--- BEGIN Data section ---

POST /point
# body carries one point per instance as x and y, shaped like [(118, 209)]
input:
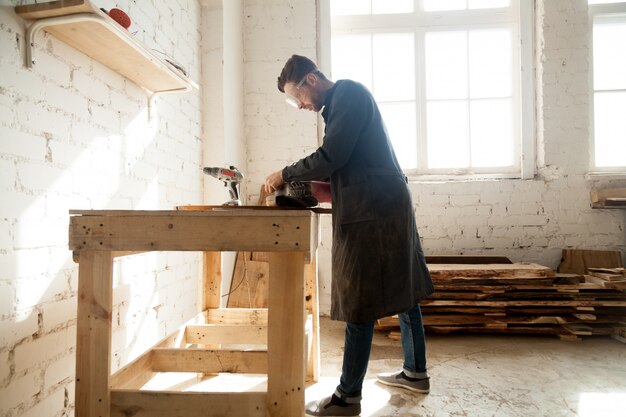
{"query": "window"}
[(447, 76), (609, 84)]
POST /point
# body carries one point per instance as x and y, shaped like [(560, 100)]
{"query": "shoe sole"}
[(395, 384)]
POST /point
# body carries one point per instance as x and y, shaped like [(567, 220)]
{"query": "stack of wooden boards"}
[(520, 298)]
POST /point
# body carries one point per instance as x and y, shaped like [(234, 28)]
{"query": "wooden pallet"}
[(518, 299)]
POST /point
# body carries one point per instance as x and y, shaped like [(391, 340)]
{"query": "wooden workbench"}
[(97, 237)]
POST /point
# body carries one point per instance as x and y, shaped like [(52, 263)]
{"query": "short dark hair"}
[(296, 68)]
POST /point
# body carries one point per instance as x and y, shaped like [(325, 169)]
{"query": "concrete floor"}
[(484, 375)]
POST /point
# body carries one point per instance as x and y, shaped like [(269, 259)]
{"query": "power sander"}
[(231, 177)]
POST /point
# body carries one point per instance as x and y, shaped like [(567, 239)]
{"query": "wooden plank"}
[(187, 404), (218, 211), (135, 374), (211, 279), (467, 259), (250, 316), (312, 305), (93, 334), (208, 361), (192, 232), (286, 344), (226, 334), (319, 210), (54, 8), (577, 261), (525, 303)]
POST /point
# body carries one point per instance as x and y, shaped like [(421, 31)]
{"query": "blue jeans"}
[(358, 344)]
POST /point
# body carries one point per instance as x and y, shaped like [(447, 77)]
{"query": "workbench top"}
[(216, 228)]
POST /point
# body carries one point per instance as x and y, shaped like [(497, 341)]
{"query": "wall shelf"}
[(86, 28)]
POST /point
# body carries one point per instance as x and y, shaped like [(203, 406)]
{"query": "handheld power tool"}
[(231, 177)]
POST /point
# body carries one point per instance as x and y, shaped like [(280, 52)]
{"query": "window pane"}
[(491, 133), (446, 65), (349, 7), (392, 6), (490, 63), (440, 5), (609, 55), (401, 125), (610, 129), (394, 67), (489, 4), (352, 58), (447, 134)]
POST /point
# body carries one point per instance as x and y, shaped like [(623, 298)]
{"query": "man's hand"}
[(274, 181)]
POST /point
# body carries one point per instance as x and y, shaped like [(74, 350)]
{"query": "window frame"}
[(606, 10), (418, 24)]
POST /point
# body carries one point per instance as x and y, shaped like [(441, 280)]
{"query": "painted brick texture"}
[(76, 135)]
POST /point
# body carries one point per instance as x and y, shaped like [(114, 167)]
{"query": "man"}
[(378, 264)]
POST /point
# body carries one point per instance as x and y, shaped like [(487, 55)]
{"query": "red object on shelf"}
[(120, 17)]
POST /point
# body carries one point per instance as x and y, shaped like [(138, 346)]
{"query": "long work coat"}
[(378, 264)]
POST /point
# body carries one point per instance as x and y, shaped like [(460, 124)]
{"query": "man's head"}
[(303, 83)]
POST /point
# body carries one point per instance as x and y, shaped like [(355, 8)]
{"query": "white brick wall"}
[(76, 135), (527, 220)]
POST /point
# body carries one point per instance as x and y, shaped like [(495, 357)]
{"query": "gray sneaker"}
[(332, 407), (399, 379)]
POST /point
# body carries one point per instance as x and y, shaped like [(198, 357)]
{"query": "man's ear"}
[(311, 78)]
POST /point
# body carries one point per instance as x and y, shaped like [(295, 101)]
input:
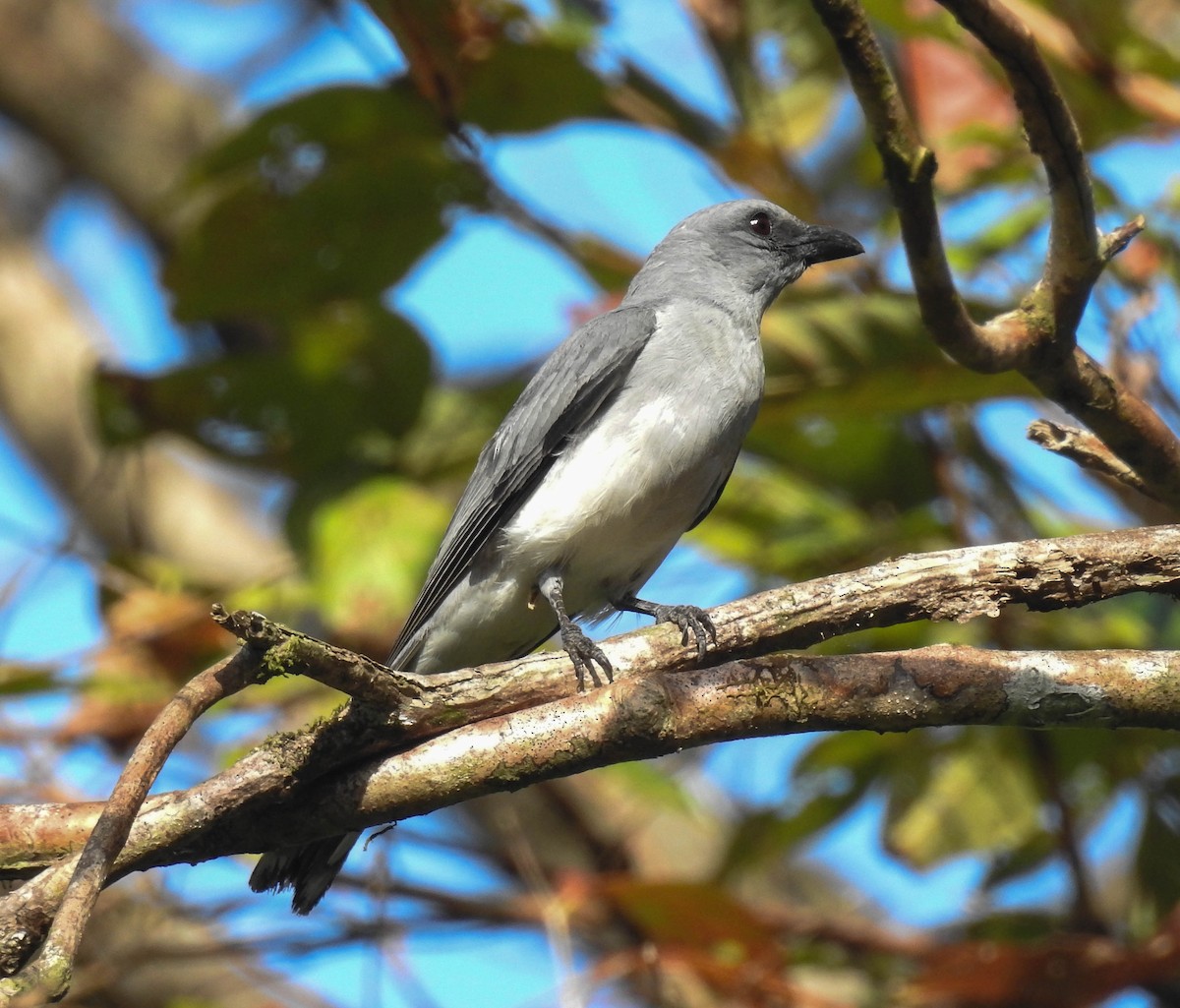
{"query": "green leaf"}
[(977, 796), (369, 553), (530, 87), (333, 195)]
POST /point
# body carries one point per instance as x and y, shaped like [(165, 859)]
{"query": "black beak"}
[(824, 245)]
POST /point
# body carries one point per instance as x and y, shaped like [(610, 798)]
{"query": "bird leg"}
[(583, 652), (687, 618)]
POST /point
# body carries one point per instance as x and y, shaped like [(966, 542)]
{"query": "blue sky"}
[(628, 186)]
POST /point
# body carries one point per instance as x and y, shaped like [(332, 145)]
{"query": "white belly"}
[(612, 506)]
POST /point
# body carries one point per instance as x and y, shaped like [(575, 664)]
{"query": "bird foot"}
[(689, 619), (584, 654)]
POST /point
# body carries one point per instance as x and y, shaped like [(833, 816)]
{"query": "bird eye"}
[(760, 224)]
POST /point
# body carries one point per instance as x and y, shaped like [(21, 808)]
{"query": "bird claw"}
[(584, 654), (689, 619)]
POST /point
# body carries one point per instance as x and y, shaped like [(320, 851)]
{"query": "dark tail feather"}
[(307, 870)]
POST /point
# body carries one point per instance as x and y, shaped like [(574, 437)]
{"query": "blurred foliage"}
[(284, 239)]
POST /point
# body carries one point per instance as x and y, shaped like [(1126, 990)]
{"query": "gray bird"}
[(620, 444)]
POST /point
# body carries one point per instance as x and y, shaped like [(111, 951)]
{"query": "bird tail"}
[(307, 870)]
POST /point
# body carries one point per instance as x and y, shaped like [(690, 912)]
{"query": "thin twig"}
[(48, 974), (1037, 337), (1086, 449)]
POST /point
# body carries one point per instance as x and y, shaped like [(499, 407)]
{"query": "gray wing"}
[(563, 399)]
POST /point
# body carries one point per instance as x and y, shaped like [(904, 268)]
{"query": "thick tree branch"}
[(501, 727), (1037, 337)]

--- END Data section ---

= Task statement =
From the listing, extract all text exactly as given and drop any picture.

= Answer to this task =
POST /point
# body carries one point per instance as x and y, shaped like [(118, 209)]
input:
{"query": "window"}
[(447, 76), (609, 84)]
POST /point
# body carries one point per instance as x and y, shaped like [(560, 100)]
{"query": "shoe sole"}
[(395, 384)]
POST /point
# body carries one point per instance as x and y, shaped like [(567, 220)]
{"query": "stack of wooden boards"}
[(520, 298)]
POST /point
# body carries one point per instance as x and y, shaped like [(234, 28)]
{"query": "wooden pallet"}
[(518, 299)]
POST /point
# body carries one point per instance as x and y, shaped like [(391, 340)]
{"query": "wooden workbench"}
[(97, 237)]
POST /point
# body carries one point per instance as x and y, shaped like [(52, 263)]
{"query": "short dark hair"}
[(296, 68)]
POST /point
# body carries one point per instance as x and y, shaped like [(325, 169)]
{"query": "concrete floor"}
[(484, 375)]
POST /point
# body carries one point per instance as x and y, shaped like [(269, 259)]
{"query": "power sander"}
[(231, 177)]
POST /point
# body carries one point per instance as x and y, shaped like [(567, 239)]
{"query": "wooden plank"}
[(187, 404), (218, 211), (135, 374), (211, 279), (467, 259), (250, 316), (312, 305), (93, 334), (208, 361), (192, 232), (286, 344), (226, 334), (319, 210), (54, 8), (577, 261), (525, 303)]
POST /point
# body carries one point per instance as x and y, shaped like [(421, 31)]
{"query": "blue jeans"}
[(358, 344)]
POST /point
# body carries one point per instance as x and y, shaped like [(447, 77)]
{"query": "workbench top"}
[(216, 228)]
POST /point
# body carries one point per instance as x and y, shaped like [(497, 341)]
{"query": "wall shelf"}
[(86, 28)]
POST /point
# body carries one point per instance as x and y, shaped like [(203, 406)]
{"query": "handheld power tool"}
[(231, 177)]
POST /point
# body carries one point per instance as x and y, shaped like [(280, 52)]
{"query": "window pane"}
[(491, 133), (446, 65), (349, 7), (392, 6), (490, 63), (440, 5), (609, 55), (401, 125), (610, 129), (394, 67), (489, 4), (352, 58), (447, 134)]
POST /point
# body carries one point per instance as x and y, shaped like [(623, 298)]
{"query": "man's hand"}
[(274, 181)]
POST /point
# body carries one point per instance as x and y, shaped like [(74, 350)]
{"query": "window frame"}
[(606, 10), (418, 24)]
POST /point
# body carries one point per instance as x and y, shaped like [(441, 280)]
{"query": "painted brick texture"}
[(76, 135)]
POST /point
# body carries one point per instance as x and y, shaped like [(114, 167)]
{"query": "man"}
[(378, 264)]
POST /point
# body carries one point per instance as x and y, shaped like [(487, 55)]
{"query": "red object on shelf"}
[(120, 17)]
POST /point
# body carries one point per instance as x and y, shaped like [(138, 346)]
{"query": "long work coat"}
[(378, 264)]
POST /point
# body carries one point per instance as x and y, shaped like [(460, 124)]
{"query": "man's head"}
[(303, 83)]
POST /point
# body carries one point per instance as x and y, shaped like [(355, 8)]
{"query": "white brick wall"}
[(76, 135), (527, 220)]
POST /point
# body carries one point per instance as x and y, shaped like [(495, 357)]
{"query": "gray sneaker"}
[(332, 407), (399, 379)]
POST /point
# body carries one point per instance as x and y, shaped like [(198, 357)]
{"query": "man's ear"}
[(311, 78)]
POST /point
# body carries one point per instance as x and y, shaped like [(295, 101)]
input:
{"query": "green leaf"}
[(977, 796), (369, 553), (530, 87), (333, 195)]
POST /point
# body carries one point per instance as x and y, shaped like [(165, 859)]
{"query": "black beak"}
[(824, 245)]
POST /point
# body carries one point per instance as x and y, shaped like [(610, 798)]
{"query": "bird leg"}
[(583, 652), (687, 618)]
POST /point
# body carries one point per instance as x and y, shaped like [(966, 542)]
{"query": "blue sky"}
[(628, 186)]
POST /point
# body carries one point per instance as x and y, shaped like [(332, 145)]
{"query": "white belly"}
[(612, 506)]
POST /point
# body carries one point per instance as x and y, shaped like [(575, 664)]
{"query": "bird foot"}
[(689, 619), (584, 654)]
POST /point
# body carries one point per instance as x and y, shaped like [(833, 816)]
{"query": "bird eye"}
[(760, 224)]
POST /point
# body carries one point per instance as x and y, shaped like [(21, 808)]
{"query": "bird claw"}
[(584, 654), (689, 619)]
POST /point
# body carries one point per instance as x and y, shaped like [(320, 851)]
{"query": "dark tail feather"}
[(307, 870)]
POST /point
# body carries one point per instance as x and y, shaped like [(574, 437)]
{"query": "blurred foliage"}
[(284, 239)]
POST /point
# body carries one point per instance as x and y, shaped like [(1126, 990)]
{"query": "gray bird"}
[(620, 444)]
POST /point
# body carries one point per instance as x and y, shaped like [(111, 951)]
{"query": "bird tail"}
[(307, 870)]
POST /point
# body carries one point per instance as x and y, shaped like [(690, 912)]
{"query": "thin twig"}
[(48, 974), (1037, 337), (1086, 449)]
POST /point
# body carries one point per instance as x and y, shaped like [(499, 407)]
{"query": "gray wing"}
[(563, 399)]
POST /point
# body carries one point per instance as x and y, shaped like [(904, 268)]
{"query": "thick tree branch"}
[(501, 727), (1037, 337)]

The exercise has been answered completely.